> **GOAL**
Print the following records line for line, without any changes.

Excerpts from annotation records

────────

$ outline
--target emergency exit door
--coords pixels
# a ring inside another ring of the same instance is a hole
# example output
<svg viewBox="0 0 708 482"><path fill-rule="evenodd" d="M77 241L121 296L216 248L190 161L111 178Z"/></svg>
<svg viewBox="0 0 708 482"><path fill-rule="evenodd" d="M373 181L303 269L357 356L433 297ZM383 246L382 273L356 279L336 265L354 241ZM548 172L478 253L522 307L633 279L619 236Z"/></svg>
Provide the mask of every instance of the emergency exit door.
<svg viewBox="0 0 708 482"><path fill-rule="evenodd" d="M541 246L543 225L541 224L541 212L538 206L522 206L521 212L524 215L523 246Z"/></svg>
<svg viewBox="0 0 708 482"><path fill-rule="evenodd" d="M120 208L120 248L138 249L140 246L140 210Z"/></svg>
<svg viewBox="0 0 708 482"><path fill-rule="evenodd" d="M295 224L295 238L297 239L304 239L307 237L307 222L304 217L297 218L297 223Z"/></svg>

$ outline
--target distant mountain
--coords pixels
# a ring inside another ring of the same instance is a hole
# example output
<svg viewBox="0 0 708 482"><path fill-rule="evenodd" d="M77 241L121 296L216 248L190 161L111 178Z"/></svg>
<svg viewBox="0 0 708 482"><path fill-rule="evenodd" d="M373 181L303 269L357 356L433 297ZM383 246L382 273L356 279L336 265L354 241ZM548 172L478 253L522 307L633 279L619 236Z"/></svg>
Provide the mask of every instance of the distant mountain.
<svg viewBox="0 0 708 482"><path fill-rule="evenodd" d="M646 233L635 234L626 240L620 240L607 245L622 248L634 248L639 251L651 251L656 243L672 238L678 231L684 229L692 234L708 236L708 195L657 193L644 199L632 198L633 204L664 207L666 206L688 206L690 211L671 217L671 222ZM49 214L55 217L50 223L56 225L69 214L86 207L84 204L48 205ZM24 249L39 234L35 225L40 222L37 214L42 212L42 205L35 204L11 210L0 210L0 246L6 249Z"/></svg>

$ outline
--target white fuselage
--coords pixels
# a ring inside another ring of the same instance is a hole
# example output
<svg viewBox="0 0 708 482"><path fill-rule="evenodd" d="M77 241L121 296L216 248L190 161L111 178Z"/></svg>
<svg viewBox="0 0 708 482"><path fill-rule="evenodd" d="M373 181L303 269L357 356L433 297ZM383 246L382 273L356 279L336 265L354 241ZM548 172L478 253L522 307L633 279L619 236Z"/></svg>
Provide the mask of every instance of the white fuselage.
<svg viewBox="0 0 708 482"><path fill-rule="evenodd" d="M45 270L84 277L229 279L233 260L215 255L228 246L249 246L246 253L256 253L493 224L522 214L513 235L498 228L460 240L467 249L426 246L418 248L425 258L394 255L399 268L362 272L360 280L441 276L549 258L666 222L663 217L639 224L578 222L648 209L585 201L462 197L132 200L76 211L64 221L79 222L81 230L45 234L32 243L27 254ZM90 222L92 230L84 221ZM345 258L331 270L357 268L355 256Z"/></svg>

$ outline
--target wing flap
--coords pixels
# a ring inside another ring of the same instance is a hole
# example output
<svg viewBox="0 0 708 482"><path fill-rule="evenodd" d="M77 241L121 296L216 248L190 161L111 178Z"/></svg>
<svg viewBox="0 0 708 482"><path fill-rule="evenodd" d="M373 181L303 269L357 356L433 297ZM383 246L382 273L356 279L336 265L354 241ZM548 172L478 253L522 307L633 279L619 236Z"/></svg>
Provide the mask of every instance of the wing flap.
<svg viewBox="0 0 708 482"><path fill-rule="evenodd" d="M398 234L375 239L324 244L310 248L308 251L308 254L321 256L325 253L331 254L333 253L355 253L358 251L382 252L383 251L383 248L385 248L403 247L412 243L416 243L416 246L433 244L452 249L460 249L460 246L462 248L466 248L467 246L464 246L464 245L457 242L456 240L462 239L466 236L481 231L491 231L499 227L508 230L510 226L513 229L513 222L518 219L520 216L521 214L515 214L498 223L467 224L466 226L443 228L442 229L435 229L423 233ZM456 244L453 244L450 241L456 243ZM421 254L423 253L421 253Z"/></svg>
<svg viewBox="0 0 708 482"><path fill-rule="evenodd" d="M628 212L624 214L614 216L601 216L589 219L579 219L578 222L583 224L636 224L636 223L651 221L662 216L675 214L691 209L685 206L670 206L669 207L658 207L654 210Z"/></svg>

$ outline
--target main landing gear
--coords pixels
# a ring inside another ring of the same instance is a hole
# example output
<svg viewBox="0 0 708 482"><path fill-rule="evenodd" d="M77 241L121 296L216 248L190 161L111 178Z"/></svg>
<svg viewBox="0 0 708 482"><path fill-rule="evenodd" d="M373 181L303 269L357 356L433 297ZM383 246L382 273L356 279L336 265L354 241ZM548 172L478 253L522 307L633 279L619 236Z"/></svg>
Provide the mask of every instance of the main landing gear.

────────

> **WORKED ANSWER**
$ outline
--target emergency exit door
--coords pixels
# a ring inside another ring of the same instance is a hole
# example output
<svg viewBox="0 0 708 482"><path fill-rule="evenodd" d="M77 241L121 296L216 248L190 161L111 178Z"/></svg>
<svg viewBox="0 0 708 482"><path fill-rule="evenodd" d="M373 181L303 269L357 356L433 297ZM383 246L382 273L356 279L336 265L354 241ZM548 172L478 253L522 307L633 279L619 236Z"/></svg>
Provide the mask of every instance of the emergency exit door.
<svg viewBox="0 0 708 482"><path fill-rule="evenodd" d="M541 246L543 225L541 224L541 212L538 206L522 206L521 212L524 215L523 246Z"/></svg>
<svg viewBox="0 0 708 482"><path fill-rule="evenodd" d="M120 208L120 248L138 249L140 246L140 210Z"/></svg>
<svg viewBox="0 0 708 482"><path fill-rule="evenodd" d="M295 224L295 238L297 239L304 239L307 237L307 222L304 217L297 218L297 223Z"/></svg>

$ outline
--target distant mountain
--coords pixels
# a ring inside another ring of the same instance is a hole
# example output
<svg viewBox="0 0 708 482"><path fill-rule="evenodd" d="M77 241L121 296L216 248L190 161L111 178Z"/></svg>
<svg viewBox="0 0 708 482"><path fill-rule="evenodd" d="M373 181L303 269L357 356L433 297ZM383 246L382 273L356 279L336 265L354 241ZM548 172L478 253L522 307L633 279L619 236Z"/></svg>
Provide the mask of every instance of the distant mountain.
<svg viewBox="0 0 708 482"><path fill-rule="evenodd" d="M646 233L635 234L626 240L620 240L607 245L622 248L634 248L639 251L651 251L656 243L672 238L678 231L684 229L692 234L708 236L708 195L657 193L644 199L632 198L633 204L664 207L666 206L688 206L690 211L671 217L671 222ZM49 214L55 217L50 223L56 225L69 214L86 207L84 204L48 205ZM24 249L39 234L35 225L40 222L37 214L42 212L42 205L35 204L11 210L0 210L0 246L6 249Z"/></svg>

$ outline
--target white fuselage
--coords pixels
# a ring inside another ring of the same instance is a hole
# example output
<svg viewBox="0 0 708 482"><path fill-rule="evenodd" d="M77 241L121 296L216 248L190 161L111 178Z"/></svg>
<svg viewBox="0 0 708 482"><path fill-rule="evenodd" d="M373 181L303 269L357 356L433 297ZM383 246L382 273L356 279L336 265L354 241ZM548 172L478 253L522 307L633 279L619 236Z"/></svg>
Provide the mask of every instance of the white fuselage.
<svg viewBox="0 0 708 482"><path fill-rule="evenodd" d="M45 270L84 277L229 279L233 260L215 255L228 246L249 246L246 253L256 253L493 224L522 214L513 235L498 228L460 240L467 249L426 246L418 248L425 258L394 255L399 268L362 272L360 280L441 276L549 258L666 222L663 217L639 224L578 222L648 209L585 201L462 197L132 200L76 211L64 221L79 222L81 230L45 234L32 243L27 254ZM90 222L92 230L84 221ZM345 258L331 270L357 268L355 256Z"/></svg>

$ outline
--target wing flap
--coords pixels
# a ring inside another ring of the same instance is a hole
# example output
<svg viewBox="0 0 708 482"><path fill-rule="evenodd" d="M77 241L121 296L216 248L190 161L111 178Z"/></svg>
<svg viewBox="0 0 708 482"><path fill-rule="evenodd" d="M373 181L303 269L357 356L433 297ZM383 246L382 273L356 279L336 265L354 241ZM548 172L478 253L522 307L633 279L619 236Z"/></svg>
Provide the mask of every instance of the wing flap.
<svg viewBox="0 0 708 482"><path fill-rule="evenodd" d="M398 234L375 239L324 244L310 248L308 251L308 254L321 256L325 253L331 254L333 253L355 253L358 251L382 252L383 251L383 248L385 248L403 247L412 243L416 243L416 246L433 244L452 249L460 249L460 246L462 248L466 248L467 246L464 246L464 245L457 242L456 240L462 239L466 236L481 231L491 231L499 227L508 230L510 226L513 229L513 222L518 219L520 216L521 214L515 214L498 223L467 224L466 226L443 228L442 229L435 229L423 233ZM456 244L453 244L450 241L456 243ZM421 254L423 253L421 253Z"/></svg>
<svg viewBox="0 0 708 482"><path fill-rule="evenodd" d="M628 212L624 214L614 216L601 216L589 219L579 219L578 222L583 224L636 224L636 223L651 221L662 216L675 214L691 209L685 206L670 206L669 207L658 207L654 210Z"/></svg>

$ outline
--target main landing gear
--coords pixels
# a ring inside another ring of the same instance is a hole
# example output
<svg viewBox="0 0 708 482"><path fill-rule="evenodd" d="M77 241L121 296L216 248L190 161L111 178Z"/></svg>
<svg viewBox="0 0 708 482"><path fill-rule="evenodd" d="M373 181L303 269L357 356L433 297ZM383 246L382 273L356 279L336 265L354 241ZM548 172L478 253L522 307L633 279L619 236Z"/></svg>
Provide the mask of every instance of the main landing gear.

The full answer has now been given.